## [Selected extract]

*****

MCP-compatible PDF reading server with intelligent file search and extraction

These details have not been verified by PyPI

Project links

Project description

MokuPDF - MCP-Compatible PDF Reading Server

MokuPDF is a lightweight, MCP (Model Context Protocol) compatible server that enables LLMs to read and process PDF files with full text and image extraction capabilities. It provides a clean JSON-RPC interface for PDF operations, making it easy to integrate PDF reading capabilities into AI applications.

🚀 Features

Full PDF Text Extraction: Extract all text content from PDF files
Image Extraction: Extract and encode embedded images as base64 PNG
Scanned PDF Support: Automatically detects and renders image-based/scanned PDFs
Smart File Search: Find PDFs by partial names or keywords across common directories
Optional OCR: Extract text from scanned pages with pytesseract (optional dependency)
Page-by-Page Reading: Efficiently read large PDFs without memory issues
Text Search: Search for text within PDFs with regex support
MCP Compatible: Fully compatible with the Model Context Protocol
CLI Support: Command-line interface with configurable options
Lightweight: Minimal dependencies, fast startup

📦 Installation

From Source

# Clone the repository
git clone https://github.com/yourusername/mokupdf.git
cd mokupdf

# Install the package
pip install .

# Or install in development mode
pip install -e .

Using pip (when published)

# Basic installation
pip install mokupdf

# With OCR support for scanned PDFs
pip install mokupdf[ocr]

Note: For OCR functionality, you'll also need Tesseract installed on your system:

Windows: Download from GitHub releases
Mac: brew install tesseract
Linux: sudo apt-get install tesseract-ocr

🎯 Quick Start

Running the Server

# Start with default settings (port 8000)
mokupdf

# Start with custom port
mokupdf --port 8080

# Enable verbose logging
mokupdf --verbose

# Set custom PDF directory
mokupdf --base-dir ./documents

Command Line Options

Option	Description	Default
`--port`	Port to listen on	8000
`--verbose`	Enable verbose logging	False
`--base-dir`	Base directory for PDF files	Current directory
`--max-file-size`	Maximum PDF file size in MB	100
`--version`	Show version information	-
`--help`	Show help message	-

🔧 MCP Configuration

Add MokuPDF to your MCP configuration file:

{
  "mcpServers": {
    "mokupdf": {
      "command": "python",
      "args": ["-m", "mokupdf", "--port", "8000"],
      "name": "MokuPDF",
      "description": "PDF reading server with text and image extraction",
      "env": {
        "PYTHONUNBUFFERED": "1"

*****

## [Supplied material]
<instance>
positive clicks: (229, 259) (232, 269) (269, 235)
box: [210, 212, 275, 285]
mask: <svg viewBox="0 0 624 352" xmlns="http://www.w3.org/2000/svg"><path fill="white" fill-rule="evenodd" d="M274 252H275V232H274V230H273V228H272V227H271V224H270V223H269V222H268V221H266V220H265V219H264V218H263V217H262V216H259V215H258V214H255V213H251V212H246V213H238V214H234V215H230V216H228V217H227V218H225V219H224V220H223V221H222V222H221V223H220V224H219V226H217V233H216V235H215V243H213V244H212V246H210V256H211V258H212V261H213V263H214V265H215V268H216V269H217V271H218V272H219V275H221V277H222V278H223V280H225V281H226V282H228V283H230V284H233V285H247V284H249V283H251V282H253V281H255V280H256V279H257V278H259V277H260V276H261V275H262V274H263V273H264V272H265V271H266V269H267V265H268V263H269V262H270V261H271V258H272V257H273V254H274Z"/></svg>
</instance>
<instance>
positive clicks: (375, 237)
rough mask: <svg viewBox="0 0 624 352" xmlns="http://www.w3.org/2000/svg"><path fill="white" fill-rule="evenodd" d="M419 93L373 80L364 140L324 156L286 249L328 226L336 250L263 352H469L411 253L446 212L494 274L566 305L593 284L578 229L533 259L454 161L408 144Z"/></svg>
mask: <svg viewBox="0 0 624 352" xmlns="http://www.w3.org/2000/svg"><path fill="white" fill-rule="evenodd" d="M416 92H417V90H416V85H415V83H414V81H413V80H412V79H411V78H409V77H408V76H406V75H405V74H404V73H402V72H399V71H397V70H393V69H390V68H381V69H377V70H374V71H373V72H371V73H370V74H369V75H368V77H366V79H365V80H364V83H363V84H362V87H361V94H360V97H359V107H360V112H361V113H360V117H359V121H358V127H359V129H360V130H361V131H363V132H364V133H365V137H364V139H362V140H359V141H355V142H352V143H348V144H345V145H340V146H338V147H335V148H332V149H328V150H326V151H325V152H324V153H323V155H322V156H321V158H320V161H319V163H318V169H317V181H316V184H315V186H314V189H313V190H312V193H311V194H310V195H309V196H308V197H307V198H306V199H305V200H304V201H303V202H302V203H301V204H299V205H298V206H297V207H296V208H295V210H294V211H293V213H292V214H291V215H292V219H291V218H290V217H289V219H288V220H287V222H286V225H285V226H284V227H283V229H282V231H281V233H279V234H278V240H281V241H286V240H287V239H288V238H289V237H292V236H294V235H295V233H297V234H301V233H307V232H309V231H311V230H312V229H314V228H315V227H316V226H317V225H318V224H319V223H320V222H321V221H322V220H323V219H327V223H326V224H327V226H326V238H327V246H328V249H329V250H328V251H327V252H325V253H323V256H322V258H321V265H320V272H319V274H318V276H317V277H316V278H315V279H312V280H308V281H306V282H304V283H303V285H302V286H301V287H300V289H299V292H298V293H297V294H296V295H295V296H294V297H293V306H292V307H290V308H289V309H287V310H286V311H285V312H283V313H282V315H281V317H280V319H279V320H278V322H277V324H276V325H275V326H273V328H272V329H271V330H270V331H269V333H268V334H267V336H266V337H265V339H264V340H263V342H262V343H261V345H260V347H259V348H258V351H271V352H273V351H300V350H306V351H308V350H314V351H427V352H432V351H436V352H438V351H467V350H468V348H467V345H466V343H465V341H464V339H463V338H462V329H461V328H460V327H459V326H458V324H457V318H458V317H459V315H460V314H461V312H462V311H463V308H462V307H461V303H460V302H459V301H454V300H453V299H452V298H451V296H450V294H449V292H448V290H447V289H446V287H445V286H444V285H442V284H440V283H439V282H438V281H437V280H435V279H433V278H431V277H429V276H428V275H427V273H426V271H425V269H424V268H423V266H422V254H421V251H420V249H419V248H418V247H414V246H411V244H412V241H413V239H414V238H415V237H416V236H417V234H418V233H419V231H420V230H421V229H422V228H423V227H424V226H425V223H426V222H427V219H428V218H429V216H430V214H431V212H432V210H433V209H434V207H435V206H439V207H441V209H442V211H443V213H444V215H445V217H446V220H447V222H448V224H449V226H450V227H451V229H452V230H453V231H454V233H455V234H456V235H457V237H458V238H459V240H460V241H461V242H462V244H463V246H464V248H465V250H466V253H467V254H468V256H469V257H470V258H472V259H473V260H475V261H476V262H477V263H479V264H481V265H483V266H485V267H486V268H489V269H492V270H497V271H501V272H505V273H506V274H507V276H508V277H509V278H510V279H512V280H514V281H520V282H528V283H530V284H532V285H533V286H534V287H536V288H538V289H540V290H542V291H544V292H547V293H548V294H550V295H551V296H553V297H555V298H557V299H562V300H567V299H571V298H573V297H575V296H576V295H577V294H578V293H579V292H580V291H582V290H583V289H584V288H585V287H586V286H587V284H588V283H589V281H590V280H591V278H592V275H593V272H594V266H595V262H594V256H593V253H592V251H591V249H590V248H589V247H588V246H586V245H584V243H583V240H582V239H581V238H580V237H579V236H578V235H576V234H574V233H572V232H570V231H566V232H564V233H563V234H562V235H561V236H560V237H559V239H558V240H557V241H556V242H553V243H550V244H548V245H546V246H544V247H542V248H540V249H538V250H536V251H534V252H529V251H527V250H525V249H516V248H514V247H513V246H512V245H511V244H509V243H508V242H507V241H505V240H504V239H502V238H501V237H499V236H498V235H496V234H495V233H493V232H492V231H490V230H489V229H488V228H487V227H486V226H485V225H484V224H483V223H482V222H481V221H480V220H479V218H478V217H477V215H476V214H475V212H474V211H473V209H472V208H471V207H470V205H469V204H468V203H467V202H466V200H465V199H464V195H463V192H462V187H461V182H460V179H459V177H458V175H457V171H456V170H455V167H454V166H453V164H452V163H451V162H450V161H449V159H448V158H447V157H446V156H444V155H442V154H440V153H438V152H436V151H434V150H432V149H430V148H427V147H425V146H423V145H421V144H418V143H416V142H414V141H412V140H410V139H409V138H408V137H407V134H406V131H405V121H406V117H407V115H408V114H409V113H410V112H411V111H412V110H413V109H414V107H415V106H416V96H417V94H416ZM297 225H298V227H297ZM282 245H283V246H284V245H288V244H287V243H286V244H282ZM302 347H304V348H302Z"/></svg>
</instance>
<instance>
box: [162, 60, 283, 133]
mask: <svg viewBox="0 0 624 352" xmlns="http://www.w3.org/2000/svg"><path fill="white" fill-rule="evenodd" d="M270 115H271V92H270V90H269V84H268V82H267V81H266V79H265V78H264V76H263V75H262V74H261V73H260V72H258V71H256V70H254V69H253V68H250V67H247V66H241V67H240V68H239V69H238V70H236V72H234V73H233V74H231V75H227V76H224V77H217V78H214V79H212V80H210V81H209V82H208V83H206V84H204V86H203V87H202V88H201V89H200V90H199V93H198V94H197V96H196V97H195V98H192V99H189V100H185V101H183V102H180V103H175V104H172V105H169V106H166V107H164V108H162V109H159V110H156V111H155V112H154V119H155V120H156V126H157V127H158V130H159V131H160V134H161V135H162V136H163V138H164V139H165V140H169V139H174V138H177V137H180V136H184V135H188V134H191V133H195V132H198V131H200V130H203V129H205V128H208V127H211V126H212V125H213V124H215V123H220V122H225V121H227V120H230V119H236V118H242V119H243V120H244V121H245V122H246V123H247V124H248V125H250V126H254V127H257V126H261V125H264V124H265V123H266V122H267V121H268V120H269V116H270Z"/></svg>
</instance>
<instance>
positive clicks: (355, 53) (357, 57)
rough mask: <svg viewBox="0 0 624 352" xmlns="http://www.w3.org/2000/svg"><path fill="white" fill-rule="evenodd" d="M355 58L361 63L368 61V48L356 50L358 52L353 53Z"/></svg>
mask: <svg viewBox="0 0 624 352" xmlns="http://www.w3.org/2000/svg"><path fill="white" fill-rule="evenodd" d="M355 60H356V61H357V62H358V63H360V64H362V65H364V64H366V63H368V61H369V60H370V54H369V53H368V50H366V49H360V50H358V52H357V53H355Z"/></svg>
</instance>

*****

## [Directions for this task]
In the MokuPDF project description, what is the default value of the `--max-file-size` option?

## [Problem solution]
100 MB